◆ **What is being asked**: Return every line below that contains the word "diagonal", copying each such line in full.
-------
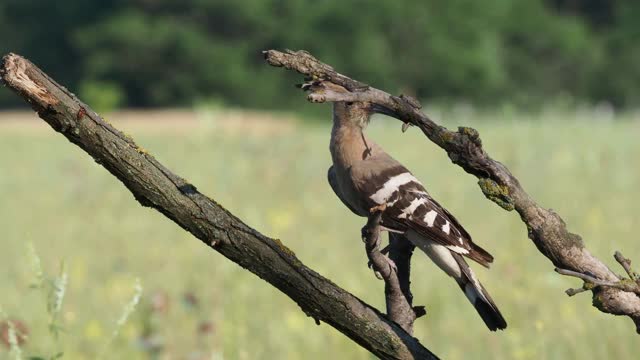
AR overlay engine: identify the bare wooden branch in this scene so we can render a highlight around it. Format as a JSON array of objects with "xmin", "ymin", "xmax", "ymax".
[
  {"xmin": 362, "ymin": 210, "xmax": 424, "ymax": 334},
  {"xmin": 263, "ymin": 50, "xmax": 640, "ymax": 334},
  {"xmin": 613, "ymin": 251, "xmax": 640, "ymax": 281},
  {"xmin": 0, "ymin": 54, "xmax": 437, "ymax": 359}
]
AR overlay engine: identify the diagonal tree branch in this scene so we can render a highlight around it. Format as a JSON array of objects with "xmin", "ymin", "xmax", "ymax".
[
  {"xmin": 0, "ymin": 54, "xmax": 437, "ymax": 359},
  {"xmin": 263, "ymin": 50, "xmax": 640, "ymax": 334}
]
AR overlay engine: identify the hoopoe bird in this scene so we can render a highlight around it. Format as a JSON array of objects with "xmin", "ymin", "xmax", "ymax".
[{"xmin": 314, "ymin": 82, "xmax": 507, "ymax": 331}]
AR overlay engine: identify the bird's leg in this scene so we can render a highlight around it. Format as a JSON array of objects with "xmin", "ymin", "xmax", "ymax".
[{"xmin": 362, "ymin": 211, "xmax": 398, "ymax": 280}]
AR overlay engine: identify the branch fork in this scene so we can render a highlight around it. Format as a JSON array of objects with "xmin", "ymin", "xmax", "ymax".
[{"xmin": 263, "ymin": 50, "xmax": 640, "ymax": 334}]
-------
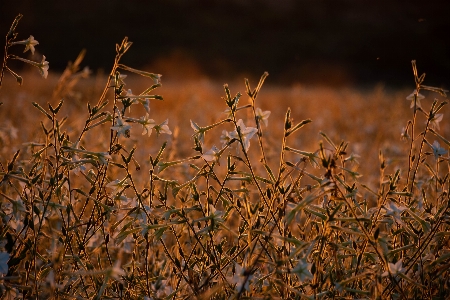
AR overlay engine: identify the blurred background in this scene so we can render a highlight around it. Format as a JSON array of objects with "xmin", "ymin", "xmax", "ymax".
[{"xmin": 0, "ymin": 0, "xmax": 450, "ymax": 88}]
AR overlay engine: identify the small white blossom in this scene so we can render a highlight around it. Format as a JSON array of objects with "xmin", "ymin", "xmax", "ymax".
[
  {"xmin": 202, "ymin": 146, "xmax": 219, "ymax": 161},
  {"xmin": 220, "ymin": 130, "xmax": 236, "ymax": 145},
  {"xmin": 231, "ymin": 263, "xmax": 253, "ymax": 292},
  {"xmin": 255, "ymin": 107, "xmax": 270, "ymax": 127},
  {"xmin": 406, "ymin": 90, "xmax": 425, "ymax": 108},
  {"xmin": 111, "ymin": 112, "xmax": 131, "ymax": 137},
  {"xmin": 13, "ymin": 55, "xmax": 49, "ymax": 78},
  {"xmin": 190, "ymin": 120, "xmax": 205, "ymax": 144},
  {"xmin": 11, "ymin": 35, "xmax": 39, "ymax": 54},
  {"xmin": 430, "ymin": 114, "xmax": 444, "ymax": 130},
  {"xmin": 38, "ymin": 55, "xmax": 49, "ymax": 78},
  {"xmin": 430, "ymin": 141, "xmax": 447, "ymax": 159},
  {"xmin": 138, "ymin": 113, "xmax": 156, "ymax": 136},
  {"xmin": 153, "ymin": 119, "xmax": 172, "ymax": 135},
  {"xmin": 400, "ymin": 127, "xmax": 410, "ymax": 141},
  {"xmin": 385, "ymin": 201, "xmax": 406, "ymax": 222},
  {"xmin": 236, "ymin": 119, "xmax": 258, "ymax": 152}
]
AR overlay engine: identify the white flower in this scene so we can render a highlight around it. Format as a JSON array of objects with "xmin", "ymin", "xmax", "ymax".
-------
◆ **Answer below**:
AR overlay engine: identify the diagonal tree branch in this scene so we can render a highlight around it. Format as a JSON array of objects with "xmin", "ymin", "xmax", "ymax".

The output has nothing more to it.